■ What you should do: Copy out the section of the data that opens with the line containing "input >> beige apartment building" and closes with the line containing "[1124,50,1209,179]", switching every "bus" to "coach" and leaving everything else unchanged.

-- START OF Data for this task --

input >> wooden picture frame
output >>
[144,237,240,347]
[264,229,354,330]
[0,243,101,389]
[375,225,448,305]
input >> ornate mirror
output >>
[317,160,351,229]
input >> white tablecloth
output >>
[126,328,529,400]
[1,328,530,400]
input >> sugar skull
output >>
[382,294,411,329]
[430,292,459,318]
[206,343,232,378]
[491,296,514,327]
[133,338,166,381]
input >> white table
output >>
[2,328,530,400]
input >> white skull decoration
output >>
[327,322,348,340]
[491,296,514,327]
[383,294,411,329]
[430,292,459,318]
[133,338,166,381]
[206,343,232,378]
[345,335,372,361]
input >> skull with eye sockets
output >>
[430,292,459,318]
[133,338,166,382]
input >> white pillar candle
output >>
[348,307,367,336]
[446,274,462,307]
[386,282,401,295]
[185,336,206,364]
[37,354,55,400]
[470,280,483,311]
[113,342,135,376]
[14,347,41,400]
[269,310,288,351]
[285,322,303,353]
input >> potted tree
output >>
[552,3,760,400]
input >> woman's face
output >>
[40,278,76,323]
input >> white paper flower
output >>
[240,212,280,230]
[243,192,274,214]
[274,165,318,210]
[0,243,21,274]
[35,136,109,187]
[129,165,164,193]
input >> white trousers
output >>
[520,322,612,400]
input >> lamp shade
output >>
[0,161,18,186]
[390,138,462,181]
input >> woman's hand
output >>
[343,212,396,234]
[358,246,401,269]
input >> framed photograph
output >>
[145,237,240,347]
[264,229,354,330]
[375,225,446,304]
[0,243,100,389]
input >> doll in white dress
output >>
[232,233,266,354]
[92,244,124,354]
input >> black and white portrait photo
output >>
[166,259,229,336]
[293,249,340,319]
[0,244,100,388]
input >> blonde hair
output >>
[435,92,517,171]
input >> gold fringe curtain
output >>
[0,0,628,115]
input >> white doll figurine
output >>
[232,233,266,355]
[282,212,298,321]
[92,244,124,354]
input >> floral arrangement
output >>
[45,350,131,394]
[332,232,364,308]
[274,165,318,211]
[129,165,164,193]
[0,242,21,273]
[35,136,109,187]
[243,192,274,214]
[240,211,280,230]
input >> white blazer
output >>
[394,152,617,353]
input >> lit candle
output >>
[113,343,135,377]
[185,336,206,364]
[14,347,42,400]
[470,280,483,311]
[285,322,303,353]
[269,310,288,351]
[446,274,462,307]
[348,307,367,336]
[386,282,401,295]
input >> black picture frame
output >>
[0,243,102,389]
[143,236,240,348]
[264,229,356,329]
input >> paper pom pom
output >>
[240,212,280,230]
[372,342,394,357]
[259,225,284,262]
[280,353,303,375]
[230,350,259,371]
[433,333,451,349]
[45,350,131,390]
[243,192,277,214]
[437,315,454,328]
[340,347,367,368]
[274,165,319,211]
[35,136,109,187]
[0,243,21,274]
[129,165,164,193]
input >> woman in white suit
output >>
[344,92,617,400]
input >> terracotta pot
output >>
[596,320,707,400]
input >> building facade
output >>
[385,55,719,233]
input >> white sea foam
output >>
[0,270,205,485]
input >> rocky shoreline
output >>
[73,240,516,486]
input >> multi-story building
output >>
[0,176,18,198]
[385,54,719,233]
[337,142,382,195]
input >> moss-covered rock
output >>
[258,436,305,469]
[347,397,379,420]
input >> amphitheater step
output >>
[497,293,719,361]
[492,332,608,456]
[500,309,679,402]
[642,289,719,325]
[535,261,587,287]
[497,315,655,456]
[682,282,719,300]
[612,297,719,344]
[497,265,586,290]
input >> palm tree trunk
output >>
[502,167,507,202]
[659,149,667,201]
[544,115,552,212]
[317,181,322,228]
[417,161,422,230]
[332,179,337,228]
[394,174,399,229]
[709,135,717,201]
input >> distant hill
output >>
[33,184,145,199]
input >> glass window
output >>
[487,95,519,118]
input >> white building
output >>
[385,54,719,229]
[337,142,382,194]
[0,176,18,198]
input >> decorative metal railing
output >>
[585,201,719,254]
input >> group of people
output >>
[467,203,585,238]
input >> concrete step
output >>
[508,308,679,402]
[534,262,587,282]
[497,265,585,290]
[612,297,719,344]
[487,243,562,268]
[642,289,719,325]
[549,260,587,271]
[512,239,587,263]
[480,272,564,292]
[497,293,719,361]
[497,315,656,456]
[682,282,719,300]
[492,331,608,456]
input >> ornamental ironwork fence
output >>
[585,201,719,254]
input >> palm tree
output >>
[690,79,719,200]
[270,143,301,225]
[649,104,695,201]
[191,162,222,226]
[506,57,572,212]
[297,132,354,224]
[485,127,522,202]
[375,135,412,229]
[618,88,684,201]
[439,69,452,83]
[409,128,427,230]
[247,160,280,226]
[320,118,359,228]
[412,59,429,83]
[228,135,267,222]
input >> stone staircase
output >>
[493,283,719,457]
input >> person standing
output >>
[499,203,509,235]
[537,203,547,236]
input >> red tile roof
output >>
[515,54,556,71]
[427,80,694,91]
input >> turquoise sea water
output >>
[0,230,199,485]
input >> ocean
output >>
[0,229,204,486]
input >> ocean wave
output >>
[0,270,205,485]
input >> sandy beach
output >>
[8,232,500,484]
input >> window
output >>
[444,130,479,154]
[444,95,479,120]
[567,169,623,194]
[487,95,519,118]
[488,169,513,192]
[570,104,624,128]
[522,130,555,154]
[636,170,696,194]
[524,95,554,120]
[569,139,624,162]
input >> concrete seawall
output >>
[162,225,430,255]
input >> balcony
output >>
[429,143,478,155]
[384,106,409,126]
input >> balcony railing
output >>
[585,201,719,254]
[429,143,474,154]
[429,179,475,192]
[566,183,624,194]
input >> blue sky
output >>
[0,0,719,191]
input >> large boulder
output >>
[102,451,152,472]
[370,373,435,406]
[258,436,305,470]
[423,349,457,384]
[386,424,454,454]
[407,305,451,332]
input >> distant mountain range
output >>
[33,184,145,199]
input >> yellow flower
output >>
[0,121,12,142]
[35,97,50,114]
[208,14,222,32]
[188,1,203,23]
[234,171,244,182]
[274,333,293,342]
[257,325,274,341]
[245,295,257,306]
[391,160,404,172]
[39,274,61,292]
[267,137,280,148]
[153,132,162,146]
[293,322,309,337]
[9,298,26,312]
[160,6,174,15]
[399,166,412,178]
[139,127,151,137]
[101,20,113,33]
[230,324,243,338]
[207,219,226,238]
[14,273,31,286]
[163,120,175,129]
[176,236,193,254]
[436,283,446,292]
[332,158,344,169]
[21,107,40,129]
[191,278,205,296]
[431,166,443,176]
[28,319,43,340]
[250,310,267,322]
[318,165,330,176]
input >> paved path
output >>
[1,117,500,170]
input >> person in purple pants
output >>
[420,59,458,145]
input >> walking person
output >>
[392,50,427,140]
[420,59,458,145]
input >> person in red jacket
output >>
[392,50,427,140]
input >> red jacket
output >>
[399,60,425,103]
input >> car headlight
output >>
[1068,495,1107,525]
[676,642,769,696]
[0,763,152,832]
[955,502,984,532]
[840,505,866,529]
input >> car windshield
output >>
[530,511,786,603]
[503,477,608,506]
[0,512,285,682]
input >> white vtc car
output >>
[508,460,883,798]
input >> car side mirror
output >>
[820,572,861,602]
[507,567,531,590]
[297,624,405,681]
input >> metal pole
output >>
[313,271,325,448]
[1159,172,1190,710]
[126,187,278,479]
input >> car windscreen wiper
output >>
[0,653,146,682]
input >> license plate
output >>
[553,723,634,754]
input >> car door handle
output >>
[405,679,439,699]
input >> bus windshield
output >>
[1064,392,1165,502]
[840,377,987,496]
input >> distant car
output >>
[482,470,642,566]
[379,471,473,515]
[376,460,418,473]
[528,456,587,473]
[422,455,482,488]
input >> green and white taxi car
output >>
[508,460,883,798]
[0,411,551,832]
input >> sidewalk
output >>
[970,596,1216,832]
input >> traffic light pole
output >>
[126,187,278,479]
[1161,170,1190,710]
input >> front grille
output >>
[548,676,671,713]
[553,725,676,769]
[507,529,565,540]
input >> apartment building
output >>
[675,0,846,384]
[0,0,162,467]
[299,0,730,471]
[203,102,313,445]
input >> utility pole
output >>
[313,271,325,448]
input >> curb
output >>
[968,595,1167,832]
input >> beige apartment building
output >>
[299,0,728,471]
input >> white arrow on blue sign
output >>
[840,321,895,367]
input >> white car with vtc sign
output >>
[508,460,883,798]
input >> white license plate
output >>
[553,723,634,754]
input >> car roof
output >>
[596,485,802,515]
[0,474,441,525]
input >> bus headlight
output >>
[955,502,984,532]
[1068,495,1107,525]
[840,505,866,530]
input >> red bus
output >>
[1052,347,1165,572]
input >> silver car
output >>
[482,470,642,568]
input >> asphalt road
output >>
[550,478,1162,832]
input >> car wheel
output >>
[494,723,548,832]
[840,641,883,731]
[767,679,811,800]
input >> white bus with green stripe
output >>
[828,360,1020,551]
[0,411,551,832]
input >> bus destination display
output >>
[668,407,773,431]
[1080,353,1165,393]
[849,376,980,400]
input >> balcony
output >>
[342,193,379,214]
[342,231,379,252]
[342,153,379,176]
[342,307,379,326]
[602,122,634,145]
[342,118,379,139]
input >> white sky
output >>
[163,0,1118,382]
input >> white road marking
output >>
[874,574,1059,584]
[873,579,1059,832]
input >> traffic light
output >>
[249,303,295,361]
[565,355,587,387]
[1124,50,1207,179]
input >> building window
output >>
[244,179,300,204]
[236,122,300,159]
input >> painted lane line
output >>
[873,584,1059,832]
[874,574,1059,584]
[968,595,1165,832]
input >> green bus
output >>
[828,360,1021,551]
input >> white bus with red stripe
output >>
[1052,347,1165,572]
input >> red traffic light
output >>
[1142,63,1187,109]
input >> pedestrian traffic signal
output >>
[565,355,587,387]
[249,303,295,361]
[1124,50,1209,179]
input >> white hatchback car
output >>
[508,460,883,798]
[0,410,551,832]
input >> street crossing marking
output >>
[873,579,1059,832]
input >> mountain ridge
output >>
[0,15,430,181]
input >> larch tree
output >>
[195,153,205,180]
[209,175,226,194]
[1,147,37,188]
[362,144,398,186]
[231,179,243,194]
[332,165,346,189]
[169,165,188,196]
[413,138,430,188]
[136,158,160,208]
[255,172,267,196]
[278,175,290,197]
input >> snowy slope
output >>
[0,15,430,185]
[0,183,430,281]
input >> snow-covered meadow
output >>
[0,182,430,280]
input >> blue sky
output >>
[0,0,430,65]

-- END OF Data for this task --

■ Full answer:
input >> beige apartment building
output >>
[299,0,728,471]
input >> white arrow on blue sign
output >>
[840,321,895,367]
input >> white car with vtc sign
output >>
[508,460,883,798]
input >> white license plate
output >>
[553,723,634,754]
input >> car roof
output >>
[596,485,802,515]
[0,474,441,525]
input >> coach headlight
output >>
[955,502,984,532]
[1068,495,1107,525]
[840,505,866,530]
input >> red coach
output >>
[1052,347,1165,572]
input >> silver car
output >>
[482,470,642,568]
input >> asphalt road
output >>
[550,478,1162,832]
input >> car wheel
output >>
[494,723,548,832]
[840,641,883,731]
[767,679,811,800]
input >> white coach with green stripe
output >>
[828,360,1020,551]
[0,411,551,832]
input >> coach destination display
output >>
[668,407,773,431]
[1080,353,1165,393]
[849,376,980,400]
input >> balcony
output >>
[342,193,379,214]
[342,231,379,252]
[342,153,379,176]
[342,307,379,326]
[602,122,634,145]
[342,118,379,139]
input >> white sky
output >>
[163,0,1118,382]
input >> white road marking
output >>
[874,574,1059,584]
[873,579,1059,832]
input >> traffic light
output >>
[249,303,295,361]
[565,355,587,387]
[1124,50,1207,179]
input >> building window
output >>
[244,179,300,204]
[236,122,300,159]
input >> painted lane line
output >>
[873,584,1059,832]
[874,574,1059,584]
[968,595,1165,832]
input >> green coach
output >>
[828,360,1021,551]
input >> white coach with red stripe
output >>
[1052,347,1165,572]
input >> red traffic light
output >>
[1142,63,1187,109]
input >> pedestrian traffic signal
output >>
[565,355,587,387]
[249,303,295,361]
[1124,50,1209,179]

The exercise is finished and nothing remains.